→ **Page extract**
━━━━━━━━━━━━━━━━
“What is a possible alternative to the War on Terror?” was a question posed by Richard Rubenstein during our session on the Logic of Terrorism and the Fallacies of Counter-Terrorism. This is an immensely complicated question, and one that cannot be answered without first discussing global power structures, Western imperialism, hegemonic neoliberalism and the system of structural violence that has underwritten all our studies here. What is “terrorism”? Who constitutes a terrorist? What is the magnitude of the threats post by current terrorist activity? Why have so many counter-terrorist strategies failed so bitterly? The answer lies not in a political or policy-level analysis of the war-on-terror efforts but rather in a deeper understanding of Western intervention in the Middle East, and a broader lens on history and society without falling trap to generalizations and cultural stereotypes.
━━━━━━━━━━━━━━━━
→ **Extracted records**

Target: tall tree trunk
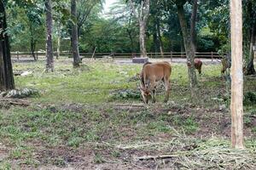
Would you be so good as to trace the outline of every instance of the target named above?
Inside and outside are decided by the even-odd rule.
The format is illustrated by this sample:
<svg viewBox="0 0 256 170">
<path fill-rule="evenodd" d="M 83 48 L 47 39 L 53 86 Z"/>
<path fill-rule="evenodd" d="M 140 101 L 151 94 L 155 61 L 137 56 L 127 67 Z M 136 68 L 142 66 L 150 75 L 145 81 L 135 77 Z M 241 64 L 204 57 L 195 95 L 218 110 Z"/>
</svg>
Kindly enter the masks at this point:
<svg viewBox="0 0 256 170">
<path fill-rule="evenodd" d="M 146 23 L 143 20 L 139 21 L 140 23 L 140 50 L 141 50 L 141 57 L 147 57 L 147 50 L 146 50 Z"/>
<path fill-rule="evenodd" d="M 231 20 L 231 144 L 243 149 L 243 75 L 241 0 L 230 1 Z"/>
<path fill-rule="evenodd" d="M 10 56 L 9 37 L 6 34 L 6 14 L 3 1 L 0 2 L 0 90 L 14 89 L 15 80 Z"/>
<path fill-rule="evenodd" d="M 130 38 L 130 42 L 131 42 L 131 52 L 135 52 L 134 50 L 134 41 L 133 41 L 133 37 L 132 37 L 132 35 L 131 35 L 131 31 L 130 31 L 129 29 L 126 30 L 128 35 L 129 35 L 129 38 Z"/>
<path fill-rule="evenodd" d="M 140 8 L 138 11 L 136 10 L 134 0 L 129 0 L 130 6 L 131 7 L 131 10 L 135 16 L 137 17 L 139 24 L 139 42 L 140 42 L 140 51 L 141 57 L 147 57 L 147 50 L 146 50 L 146 24 L 149 16 L 149 0 L 144 0 L 141 2 Z"/>
<path fill-rule="evenodd" d="M 35 50 L 36 50 L 36 41 L 34 39 L 33 36 L 33 30 L 32 30 L 32 23 L 30 21 L 30 50 L 32 53 L 32 56 L 34 58 L 34 60 L 37 60 L 37 57 L 35 54 Z"/>
<path fill-rule="evenodd" d="M 190 85 L 190 91 L 191 91 L 191 97 L 192 99 L 195 99 L 196 97 L 196 85 L 197 85 L 197 79 L 196 79 L 196 74 L 195 71 L 195 43 L 193 41 L 194 35 L 194 29 L 192 26 L 195 26 L 195 17 L 196 17 L 196 8 L 197 8 L 197 0 L 194 0 L 194 5 L 193 5 L 193 14 L 191 16 L 191 23 L 190 23 L 190 34 L 189 31 L 187 20 L 185 19 L 185 12 L 183 8 L 183 5 L 177 4 L 177 15 L 182 29 L 183 33 L 183 38 L 184 42 L 184 48 L 186 51 L 187 55 L 187 62 L 191 65 L 191 66 L 188 67 L 188 72 L 189 72 L 189 85 Z"/>
<path fill-rule="evenodd" d="M 249 53 L 249 62 L 247 66 L 247 71 L 246 75 L 253 75 L 255 74 L 255 69 L 254 69 L 254 54 L 253 54 L 253 45 L 256 42 L 256 22 L 254 21 L 254 24 L 252 27 L 252 32 L 251 32 L 251 41 L 250 41 L 250 53 Z"/>
<path fill-rule="evenodd" d="M 77 3 L 76 0 L 71 0 L 71 15 L 73 20 L 72 26 L 72 53 L 73 67 L 79 67 L 81 61 L 79 50 L 79 37 L 78 37 L 78 23 L 77 23 Z"/>
<path fill-rule="evenodd" d="M 52 43 L 52 7 L 51 0 L 45 0 L 46 8 L 46 68 L 45 72 L 54 71 L 54 54 Z"/>
<path fill-rule="evenodd" d="M 153 29 L 153 43 L 154 43 L 154 52 L 158 53 L 159 43 L 157 38 L 156 26 L 154 26 L 154 29 Z"/>
<path fill-rule="evenodd" d="M 158 42 L 159 42 L 159 50 L 161 54 L 161 57 L 164 57 L 163 42 L 162 42 L 162 36 L 161 36 L 161 32 L 160 32 L 159 19 L 157 19 L 157 22 L 156 22 L 156 30 L 157 30 L 157 37 L 158 37 Z"/>
<path fill-rule="evenodd" d="M 59 60 L 61 56 L 61 37 L 58 35 L 57 37 L 57 55 L 56 55 L 56 60 Z"/>
<path fill-rule="evenodd" d="M 61 24 L 60 20 L 56 21 L 56 36 L 57 36 L 57 54 L 56 54 L 56 60 L 60 59 L 61 56 Z"/>
</svg>

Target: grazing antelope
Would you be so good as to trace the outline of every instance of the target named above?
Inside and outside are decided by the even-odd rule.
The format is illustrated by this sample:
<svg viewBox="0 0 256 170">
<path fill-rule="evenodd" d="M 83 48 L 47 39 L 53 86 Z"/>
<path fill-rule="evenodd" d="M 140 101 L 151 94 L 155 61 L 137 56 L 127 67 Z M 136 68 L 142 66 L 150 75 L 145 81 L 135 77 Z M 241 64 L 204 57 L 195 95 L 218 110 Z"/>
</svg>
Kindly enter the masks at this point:
<svg viewBox="0 0 256 170">
<path fill-rule="evenodd" d="M 194 63 L 195 63 L 195 68 L 198 71 L 199 74 L 201 75 L 202 62 L 200 60 L 195 60 Z M 190 67 L 191 64 L 187 63 L 187 65 L 188 65 L 188 67 Z"/>
<path fill-rule="evenodd" d="M 140 90 L 145 104 L 148 103 L 148 97 L 153 93 L 153 103 L 155 102 L 156 82 L 163 81 L 166 88 L 165 102 L 169 99 L 170 75 L 172 72 L 171 65 L 168 62 L 150 63 L 143 65 L 140 74 Z"/>
</svg>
━━━━━━━━━━━━━━━━
→ **Exercise prompt**
List the topics that the passage on the War on Terror says must be discussed before the question about an alternative to it can be answered.

→ **Final answer**
- global power structures
- Western imperialism
- hegemonic neoliberalism
- the system of structural violence